_Ausgewählter Textauszug:_
===============

Soweit ist alles klar. Aber wie und warum entstehen emotionale Tränen, die bei Traurigkeit, Verzweiflung, Wut, Freude, aber auch bei Schmerzen, Mitleid, Rührung oder dem Empfinden von Machtlosigkeit und ungerechter Behandlung über das Gesicht fließen?

Psychologen und andere Wissenschaftler haben dazu viele, zum Teil gegenläufige Theorien. Einigkeit besteht über den sozialen Aspekt des Weinens und seine wichtige Funktion im menschlichen Zusammenleben. Je nach Naturell und wie nahe man "am Wasser gebaut" ist, weint ein Mensch bis zu 80 Liter Tränen im Laufe seines Lebens, was einer sparsamen Badewannenfüllung entspricht. Zweifellos will, wer weint, Aufmerksamkeit bekommen. Weinen löst beim Gegenüber messbar verstärkte Reaktionen aus. Das weinende Baby wird umgehend gestreichelt, gefüttert, gewindelt. Ihm stehen noch keine anderen Kommunikationsmöglichkeiten zur Verfügung. Eltern haben schnell ein Gespür dafür, welche Wein-Variante der Sprössling gewählt hat, also ob wirkliches Unwohlsein oder nur Langeweile dahintersteckt. Erst später haben tränenreiche Gefühlsausbrüche andere Ursachen. Übrigens weinen etwa bis zur Pubertät Mädchen und Jungen gleich oft, erst dann greifen Konventionen à la "ein Junge weint nicht".

===============

_Bereitgestelltes Material:_
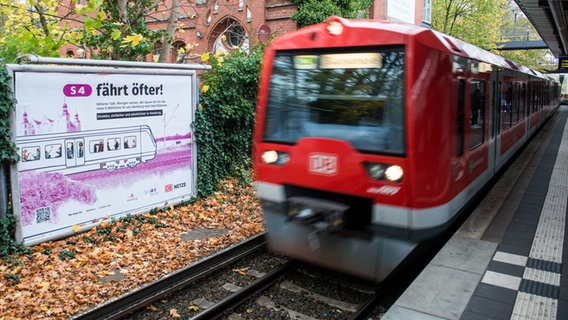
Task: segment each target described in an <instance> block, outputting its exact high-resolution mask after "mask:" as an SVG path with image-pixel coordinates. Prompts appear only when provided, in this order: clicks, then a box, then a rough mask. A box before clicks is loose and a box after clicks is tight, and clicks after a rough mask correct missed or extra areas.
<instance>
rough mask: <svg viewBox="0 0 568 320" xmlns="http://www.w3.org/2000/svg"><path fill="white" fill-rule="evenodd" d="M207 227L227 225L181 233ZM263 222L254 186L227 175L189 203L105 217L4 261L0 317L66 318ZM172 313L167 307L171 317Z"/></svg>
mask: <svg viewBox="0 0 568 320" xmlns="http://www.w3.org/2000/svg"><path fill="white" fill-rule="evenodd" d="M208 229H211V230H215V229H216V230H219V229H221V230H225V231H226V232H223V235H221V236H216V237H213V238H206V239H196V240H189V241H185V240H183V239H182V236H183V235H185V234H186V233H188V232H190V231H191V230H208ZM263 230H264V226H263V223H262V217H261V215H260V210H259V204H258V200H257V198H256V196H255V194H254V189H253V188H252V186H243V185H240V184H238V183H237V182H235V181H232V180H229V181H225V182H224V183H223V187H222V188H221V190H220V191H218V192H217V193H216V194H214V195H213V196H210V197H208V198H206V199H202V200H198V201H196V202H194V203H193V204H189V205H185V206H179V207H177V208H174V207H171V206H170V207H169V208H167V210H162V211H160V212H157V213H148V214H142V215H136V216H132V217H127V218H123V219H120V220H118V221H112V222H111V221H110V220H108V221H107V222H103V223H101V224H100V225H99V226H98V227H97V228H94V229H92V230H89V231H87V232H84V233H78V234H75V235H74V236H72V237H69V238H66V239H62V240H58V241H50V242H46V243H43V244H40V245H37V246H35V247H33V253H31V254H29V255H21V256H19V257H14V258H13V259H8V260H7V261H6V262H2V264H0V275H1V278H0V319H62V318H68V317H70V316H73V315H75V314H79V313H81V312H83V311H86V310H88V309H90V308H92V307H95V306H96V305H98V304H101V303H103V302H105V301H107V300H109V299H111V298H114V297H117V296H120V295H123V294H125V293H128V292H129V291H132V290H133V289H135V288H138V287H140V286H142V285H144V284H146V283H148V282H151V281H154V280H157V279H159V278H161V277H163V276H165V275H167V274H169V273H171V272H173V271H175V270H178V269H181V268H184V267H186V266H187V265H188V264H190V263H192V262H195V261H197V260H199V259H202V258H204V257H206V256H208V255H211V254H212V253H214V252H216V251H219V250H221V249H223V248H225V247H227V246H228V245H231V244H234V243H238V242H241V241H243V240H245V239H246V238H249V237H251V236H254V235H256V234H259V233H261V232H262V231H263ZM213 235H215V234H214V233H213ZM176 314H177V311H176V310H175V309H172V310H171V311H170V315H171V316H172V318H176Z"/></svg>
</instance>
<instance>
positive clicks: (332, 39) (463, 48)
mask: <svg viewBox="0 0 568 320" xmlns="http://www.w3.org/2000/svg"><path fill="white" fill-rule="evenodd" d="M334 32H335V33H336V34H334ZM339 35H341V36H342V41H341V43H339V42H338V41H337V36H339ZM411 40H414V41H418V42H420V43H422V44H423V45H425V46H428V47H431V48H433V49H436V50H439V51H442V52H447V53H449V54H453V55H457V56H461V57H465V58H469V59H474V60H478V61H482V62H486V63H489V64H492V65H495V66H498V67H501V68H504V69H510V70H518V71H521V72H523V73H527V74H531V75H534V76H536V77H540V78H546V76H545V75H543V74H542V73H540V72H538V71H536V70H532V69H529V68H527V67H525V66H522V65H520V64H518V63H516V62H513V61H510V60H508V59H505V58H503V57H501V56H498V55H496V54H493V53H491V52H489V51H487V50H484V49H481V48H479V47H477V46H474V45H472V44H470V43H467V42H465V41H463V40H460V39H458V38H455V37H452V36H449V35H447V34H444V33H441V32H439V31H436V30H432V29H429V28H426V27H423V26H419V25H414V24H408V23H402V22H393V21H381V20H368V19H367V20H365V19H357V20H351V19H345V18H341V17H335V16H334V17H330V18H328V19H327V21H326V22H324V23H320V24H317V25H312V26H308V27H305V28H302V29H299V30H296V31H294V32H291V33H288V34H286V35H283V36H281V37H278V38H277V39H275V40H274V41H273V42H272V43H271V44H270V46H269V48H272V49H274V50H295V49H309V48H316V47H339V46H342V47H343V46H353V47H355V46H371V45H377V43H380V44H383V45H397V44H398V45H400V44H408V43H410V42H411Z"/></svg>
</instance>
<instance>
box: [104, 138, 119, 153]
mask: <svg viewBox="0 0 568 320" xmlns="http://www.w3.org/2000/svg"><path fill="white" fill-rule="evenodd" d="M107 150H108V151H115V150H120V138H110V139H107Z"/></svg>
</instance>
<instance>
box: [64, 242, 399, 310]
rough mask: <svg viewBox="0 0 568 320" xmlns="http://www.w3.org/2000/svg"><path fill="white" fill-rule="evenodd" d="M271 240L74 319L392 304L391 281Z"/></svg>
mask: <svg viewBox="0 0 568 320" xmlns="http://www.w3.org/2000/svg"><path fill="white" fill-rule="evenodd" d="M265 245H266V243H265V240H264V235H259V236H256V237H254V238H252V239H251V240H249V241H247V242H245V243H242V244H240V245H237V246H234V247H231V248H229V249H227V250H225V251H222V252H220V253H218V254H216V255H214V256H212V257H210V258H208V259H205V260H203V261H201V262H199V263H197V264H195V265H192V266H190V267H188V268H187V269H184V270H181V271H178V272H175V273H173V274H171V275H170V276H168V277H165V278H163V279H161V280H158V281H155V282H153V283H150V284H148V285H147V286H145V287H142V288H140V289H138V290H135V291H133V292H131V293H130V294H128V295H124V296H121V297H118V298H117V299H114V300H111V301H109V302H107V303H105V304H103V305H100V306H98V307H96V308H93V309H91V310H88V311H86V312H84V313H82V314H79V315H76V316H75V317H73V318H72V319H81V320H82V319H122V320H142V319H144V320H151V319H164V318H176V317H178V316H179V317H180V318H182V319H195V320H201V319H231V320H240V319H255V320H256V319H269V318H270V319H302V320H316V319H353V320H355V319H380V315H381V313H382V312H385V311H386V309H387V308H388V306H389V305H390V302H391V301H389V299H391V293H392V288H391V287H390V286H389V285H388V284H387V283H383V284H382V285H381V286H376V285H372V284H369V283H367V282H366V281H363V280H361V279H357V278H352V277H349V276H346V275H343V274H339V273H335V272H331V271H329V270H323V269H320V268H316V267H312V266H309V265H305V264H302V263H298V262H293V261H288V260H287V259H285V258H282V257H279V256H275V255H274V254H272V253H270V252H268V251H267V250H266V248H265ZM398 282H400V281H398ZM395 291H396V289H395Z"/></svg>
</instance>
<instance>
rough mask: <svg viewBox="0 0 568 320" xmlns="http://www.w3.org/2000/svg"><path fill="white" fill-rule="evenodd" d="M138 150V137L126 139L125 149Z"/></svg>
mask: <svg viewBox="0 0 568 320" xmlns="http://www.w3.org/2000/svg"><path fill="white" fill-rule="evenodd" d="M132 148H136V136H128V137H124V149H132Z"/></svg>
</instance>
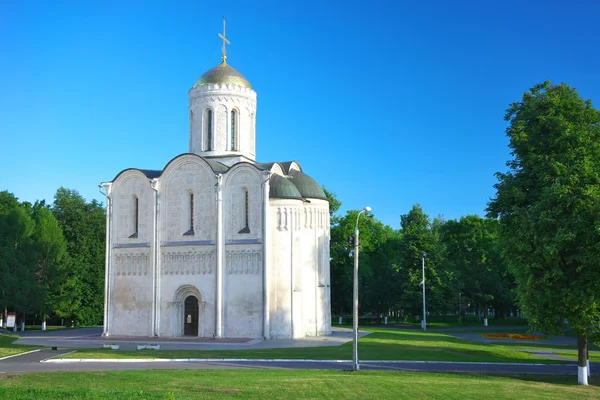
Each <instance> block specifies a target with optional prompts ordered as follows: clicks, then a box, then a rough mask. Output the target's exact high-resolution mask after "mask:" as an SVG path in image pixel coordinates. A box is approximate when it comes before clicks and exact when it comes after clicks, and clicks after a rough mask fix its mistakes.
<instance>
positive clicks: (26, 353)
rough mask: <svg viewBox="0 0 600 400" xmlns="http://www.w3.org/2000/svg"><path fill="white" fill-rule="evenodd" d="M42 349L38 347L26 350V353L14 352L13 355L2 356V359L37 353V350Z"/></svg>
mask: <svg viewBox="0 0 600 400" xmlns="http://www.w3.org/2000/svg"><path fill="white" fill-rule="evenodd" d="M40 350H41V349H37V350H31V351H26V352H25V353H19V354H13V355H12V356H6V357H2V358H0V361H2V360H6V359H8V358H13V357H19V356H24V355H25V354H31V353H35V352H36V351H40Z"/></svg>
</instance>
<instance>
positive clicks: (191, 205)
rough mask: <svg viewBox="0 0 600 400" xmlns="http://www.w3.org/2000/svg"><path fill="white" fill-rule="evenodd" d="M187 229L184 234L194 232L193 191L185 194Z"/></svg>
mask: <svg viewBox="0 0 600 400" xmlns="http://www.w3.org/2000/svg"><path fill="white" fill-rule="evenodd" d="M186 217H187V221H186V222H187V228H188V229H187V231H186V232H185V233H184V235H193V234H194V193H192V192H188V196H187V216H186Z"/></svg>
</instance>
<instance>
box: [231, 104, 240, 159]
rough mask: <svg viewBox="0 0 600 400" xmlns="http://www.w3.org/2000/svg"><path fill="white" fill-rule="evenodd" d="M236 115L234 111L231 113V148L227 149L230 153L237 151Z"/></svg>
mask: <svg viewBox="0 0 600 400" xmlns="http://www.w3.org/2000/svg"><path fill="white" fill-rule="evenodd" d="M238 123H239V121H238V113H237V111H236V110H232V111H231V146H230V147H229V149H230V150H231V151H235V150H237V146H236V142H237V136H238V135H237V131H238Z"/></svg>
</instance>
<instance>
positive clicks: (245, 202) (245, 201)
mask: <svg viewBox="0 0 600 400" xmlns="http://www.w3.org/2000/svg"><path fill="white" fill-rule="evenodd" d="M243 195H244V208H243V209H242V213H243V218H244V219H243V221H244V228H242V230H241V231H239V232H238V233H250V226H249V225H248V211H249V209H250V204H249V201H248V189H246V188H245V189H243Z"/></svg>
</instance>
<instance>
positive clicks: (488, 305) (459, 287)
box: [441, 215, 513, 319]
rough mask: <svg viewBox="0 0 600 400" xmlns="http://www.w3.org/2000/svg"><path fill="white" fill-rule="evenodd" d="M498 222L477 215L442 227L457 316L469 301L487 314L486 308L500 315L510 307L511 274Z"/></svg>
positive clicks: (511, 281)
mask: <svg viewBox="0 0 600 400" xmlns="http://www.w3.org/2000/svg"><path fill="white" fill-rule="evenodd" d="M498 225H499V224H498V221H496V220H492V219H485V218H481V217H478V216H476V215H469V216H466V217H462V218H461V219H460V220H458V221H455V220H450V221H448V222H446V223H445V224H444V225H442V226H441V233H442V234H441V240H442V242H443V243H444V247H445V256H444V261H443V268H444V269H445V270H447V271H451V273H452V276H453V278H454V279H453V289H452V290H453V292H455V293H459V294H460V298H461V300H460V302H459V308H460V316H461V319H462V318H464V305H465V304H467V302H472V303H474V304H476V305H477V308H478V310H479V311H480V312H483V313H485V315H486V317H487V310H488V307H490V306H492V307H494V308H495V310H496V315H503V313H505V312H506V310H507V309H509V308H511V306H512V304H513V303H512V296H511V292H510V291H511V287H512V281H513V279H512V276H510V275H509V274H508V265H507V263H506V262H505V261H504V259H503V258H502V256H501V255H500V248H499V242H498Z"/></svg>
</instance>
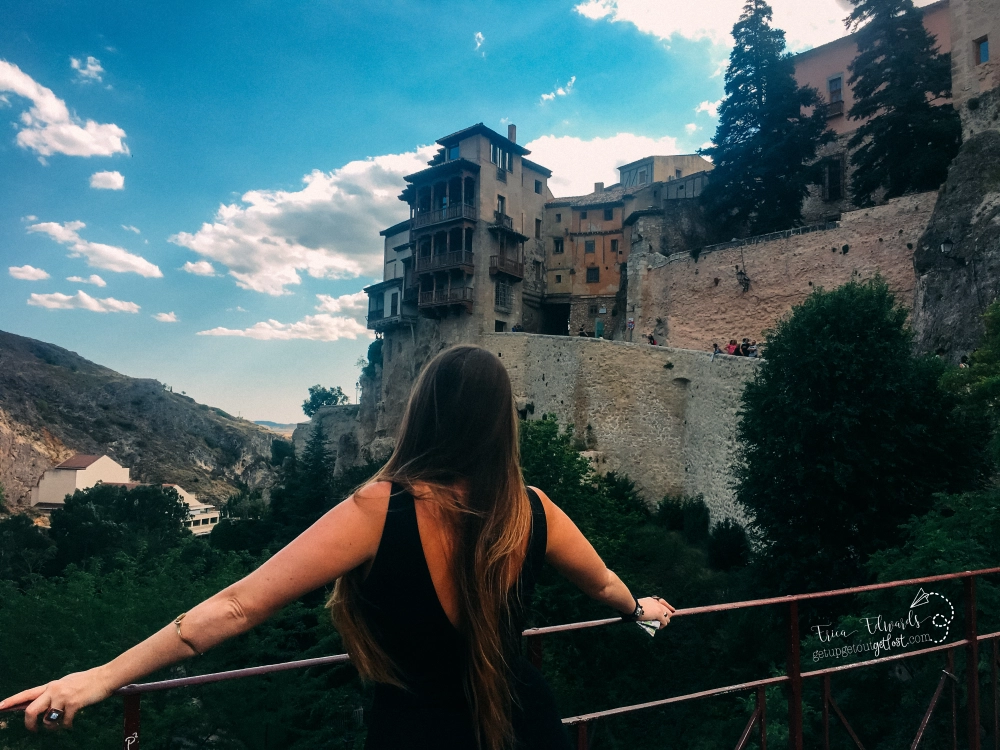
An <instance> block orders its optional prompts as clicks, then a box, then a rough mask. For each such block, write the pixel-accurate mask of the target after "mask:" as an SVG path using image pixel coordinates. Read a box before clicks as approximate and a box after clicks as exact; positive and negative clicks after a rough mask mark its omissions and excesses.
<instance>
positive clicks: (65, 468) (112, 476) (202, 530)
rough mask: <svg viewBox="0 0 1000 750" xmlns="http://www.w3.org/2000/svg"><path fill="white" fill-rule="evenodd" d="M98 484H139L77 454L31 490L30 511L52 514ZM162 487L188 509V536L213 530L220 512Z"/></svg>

===============

_Zu erledigen:_ Gib den Textauszug über emotionale Tränen beginnend mit "Soweit ist alles" und weiter bis einschließlich "das Gesicht fließen?" wieder und tausche dabei "Traurigkeit" gegen "Kummer" aus. Stütze dich ausschließlich auf den Textauszug.

_Ergebnis:_
Soweit ist alles klar. Aber wie und warum entstehen emotionale Tränen, die bei Kummer, Verzweiflung, Wut, Freude, aber auch bei Schmerzen, Mitleid, Rührung oder dem Empfinden von Machtlosigkeit und ungerechter Behandlung über das Gesicht fließen?